— Begin Records shown —
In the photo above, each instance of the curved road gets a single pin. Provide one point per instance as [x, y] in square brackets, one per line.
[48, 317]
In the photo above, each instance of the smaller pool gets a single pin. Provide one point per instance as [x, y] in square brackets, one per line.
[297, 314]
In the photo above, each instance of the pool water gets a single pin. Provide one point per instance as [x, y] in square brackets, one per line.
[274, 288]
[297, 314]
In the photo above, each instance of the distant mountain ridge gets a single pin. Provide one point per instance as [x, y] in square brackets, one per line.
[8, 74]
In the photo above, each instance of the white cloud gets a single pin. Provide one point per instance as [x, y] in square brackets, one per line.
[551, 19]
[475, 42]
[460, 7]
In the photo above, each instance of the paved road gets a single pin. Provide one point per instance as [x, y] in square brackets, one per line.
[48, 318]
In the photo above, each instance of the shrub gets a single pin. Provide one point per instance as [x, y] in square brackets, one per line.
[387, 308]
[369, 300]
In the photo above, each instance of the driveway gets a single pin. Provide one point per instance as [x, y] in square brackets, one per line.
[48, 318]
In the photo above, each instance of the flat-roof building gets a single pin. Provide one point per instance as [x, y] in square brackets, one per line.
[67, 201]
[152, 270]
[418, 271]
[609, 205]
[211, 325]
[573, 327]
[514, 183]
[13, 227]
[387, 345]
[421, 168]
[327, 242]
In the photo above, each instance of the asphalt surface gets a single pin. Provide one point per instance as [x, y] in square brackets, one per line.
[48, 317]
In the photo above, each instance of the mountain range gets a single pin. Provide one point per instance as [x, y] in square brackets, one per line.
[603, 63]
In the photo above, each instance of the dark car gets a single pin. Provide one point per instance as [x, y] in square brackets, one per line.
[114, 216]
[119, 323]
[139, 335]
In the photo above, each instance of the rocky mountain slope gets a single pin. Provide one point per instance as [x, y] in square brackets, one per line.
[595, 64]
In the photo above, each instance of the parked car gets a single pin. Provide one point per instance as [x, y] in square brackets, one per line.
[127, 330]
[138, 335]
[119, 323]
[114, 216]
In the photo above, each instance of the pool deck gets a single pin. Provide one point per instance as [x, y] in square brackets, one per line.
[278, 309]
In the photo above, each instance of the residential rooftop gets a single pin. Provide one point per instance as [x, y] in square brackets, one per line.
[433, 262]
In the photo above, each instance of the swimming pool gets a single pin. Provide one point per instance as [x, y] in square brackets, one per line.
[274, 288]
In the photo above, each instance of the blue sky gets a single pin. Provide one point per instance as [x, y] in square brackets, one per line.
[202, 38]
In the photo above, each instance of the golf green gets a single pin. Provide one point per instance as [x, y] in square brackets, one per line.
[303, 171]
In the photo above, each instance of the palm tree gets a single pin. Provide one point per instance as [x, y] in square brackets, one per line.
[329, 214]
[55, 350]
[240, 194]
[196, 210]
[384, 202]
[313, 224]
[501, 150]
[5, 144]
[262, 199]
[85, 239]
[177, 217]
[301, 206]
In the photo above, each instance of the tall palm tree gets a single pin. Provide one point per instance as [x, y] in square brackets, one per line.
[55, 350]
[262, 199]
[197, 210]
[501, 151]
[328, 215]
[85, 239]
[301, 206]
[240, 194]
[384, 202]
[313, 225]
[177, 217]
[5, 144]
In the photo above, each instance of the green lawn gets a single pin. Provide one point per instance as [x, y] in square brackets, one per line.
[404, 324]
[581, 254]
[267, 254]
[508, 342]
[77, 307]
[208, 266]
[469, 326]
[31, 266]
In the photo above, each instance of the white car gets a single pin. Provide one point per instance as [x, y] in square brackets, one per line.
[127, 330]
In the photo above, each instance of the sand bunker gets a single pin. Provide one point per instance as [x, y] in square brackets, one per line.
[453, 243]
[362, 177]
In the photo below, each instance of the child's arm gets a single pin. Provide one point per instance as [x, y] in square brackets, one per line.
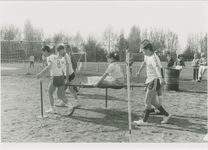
[141, 68]
[46, 69]
[67, 68]
[101, 79]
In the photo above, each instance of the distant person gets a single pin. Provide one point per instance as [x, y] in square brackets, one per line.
[170, 61]
[44, 61]
[195, 65]
[32, 59]
[180, 63]
[202, 66]
[131, 61]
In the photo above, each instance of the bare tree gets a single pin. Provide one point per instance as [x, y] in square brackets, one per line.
[110, 39]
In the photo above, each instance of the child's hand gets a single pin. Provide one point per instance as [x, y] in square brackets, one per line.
[96, 84]
[38, 76]
[162, 81]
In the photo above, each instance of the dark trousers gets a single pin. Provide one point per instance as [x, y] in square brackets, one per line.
[195, 73]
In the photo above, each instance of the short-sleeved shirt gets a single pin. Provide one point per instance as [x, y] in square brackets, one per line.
[203, 60]
[195, 62]
[170, 62]
[44, 58]
[180, 62]
[158, 61]
[67, 60]
[32, 58]
[151, 63]
[57, 66]
[114, 70]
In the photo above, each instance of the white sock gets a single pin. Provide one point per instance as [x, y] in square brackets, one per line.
[160, 99]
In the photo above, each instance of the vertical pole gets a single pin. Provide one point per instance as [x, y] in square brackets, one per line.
[128, 91]
[106, 98]
[85, 60]
[41, 98]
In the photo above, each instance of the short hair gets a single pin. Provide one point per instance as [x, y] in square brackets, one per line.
[113, 55]
[67, 46]
[145, 44]
[202, 55]
[179, 55]
[46, 48]
[60, 47]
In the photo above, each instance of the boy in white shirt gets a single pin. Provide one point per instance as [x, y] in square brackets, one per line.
[56, 70]
[154, 83]
[69, 75]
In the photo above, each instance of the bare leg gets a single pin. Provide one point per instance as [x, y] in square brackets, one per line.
[61, 94]
[51, 90]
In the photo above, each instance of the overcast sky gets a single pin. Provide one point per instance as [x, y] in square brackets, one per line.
[92, 18]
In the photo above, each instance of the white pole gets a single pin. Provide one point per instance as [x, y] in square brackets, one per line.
[85, 60]
[128, 90]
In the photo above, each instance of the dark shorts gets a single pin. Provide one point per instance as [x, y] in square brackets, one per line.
[152, 84]
[58, 81]
[71, 77]
[162, 73]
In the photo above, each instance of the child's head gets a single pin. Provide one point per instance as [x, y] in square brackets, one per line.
[146, 47]
[45, 50]
[179, 56]
[202, 55]
[68, 49]
[112, 57]
[60, 49]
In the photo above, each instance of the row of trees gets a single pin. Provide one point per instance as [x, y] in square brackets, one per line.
[96, 49]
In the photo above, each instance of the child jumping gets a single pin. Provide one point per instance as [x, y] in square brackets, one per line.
[154, 83]
[114, 72]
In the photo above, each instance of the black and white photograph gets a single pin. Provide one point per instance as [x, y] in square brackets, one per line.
[129, 73]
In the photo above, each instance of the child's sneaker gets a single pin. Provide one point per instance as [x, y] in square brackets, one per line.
[166, 119]
[50, 111]
[77, 104]
[61, 104]
[140, 122]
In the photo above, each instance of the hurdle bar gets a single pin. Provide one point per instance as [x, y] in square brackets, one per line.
[105, 87]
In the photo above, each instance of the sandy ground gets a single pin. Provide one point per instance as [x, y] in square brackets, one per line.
[20, 104]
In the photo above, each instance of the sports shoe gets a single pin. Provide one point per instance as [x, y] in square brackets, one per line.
[140, 122]
[70, 109]
[77, 104]
[50, 111]
[61, 104]
[166, 119]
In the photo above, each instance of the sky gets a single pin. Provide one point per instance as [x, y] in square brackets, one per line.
[92, 18]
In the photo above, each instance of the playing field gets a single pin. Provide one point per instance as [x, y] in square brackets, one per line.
[92, 122]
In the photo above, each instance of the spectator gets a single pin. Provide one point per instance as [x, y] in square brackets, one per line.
[170, 61]
[131, 61]
[180, 64]
[32, 59]
[202, 66]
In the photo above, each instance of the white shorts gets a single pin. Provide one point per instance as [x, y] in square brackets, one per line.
— End Records shown —
**What is expected**. Each line from the one containing "In the photo above, each instance of the child jumping" to the end of the records should be echoed exactly, and no other line.

**Result of the exercise**.
In the photo above, each instance of the child jumping gets a single pin. Provide one point per instance as [x, y] in square brackets, one per line.
[154, 83]
[114, 72]
In the photo above, each instance of the black and white photograph gets a single pin. Provide one point per instance as [x, y] in square brackets, one per line.
[129, 73]
In the photo above, each instance of the child's sneaker gets a single pin. Provide one point per instance as [x, y] in square brackets, one per line.
[166, 119]
[50, 111]
[77, 104]
[61, 104]
[140, 122]
In the photo above, each instance of the hurdle bar gets a single pin. Provide one point per instance as [x, y] in square brackets, one per line.
[105, 87]
In the photo above, each instance of the sandy ground gets a single pin. Provide one point per instance as [x, y] in square brackets, one per line.
[20, 104]
In the photo above, each instance of the sports shoe gets a single pin. Provide one point per instance as [x, y] in square brackets, one per line.
[140, 122]
[70, 109]
[77, 104]
[50, 111]
[61, 104]
[166, 119]
In the photo above, each instance of the sky gets a single pin. Provide one point per instance as [x, y] in square brackets, one per line.
[92, 18]
In the photo above, each instance of the playing field gets a single pin. Provide one point per instance as [x, y] in square brackets, one per line.
[92, 122]
In the photo above, each instance of the spectator gets a single pin. Provide one point per instance as [x, y] in square brackets, one per line.
[170, 61]
[131, 61]
[180, 64]
[32, 59]
[202, 66]
In the photo above, each instance of the white shorts gets a single pin. Provide one point per instance as [x, y] in square brackets, one per line.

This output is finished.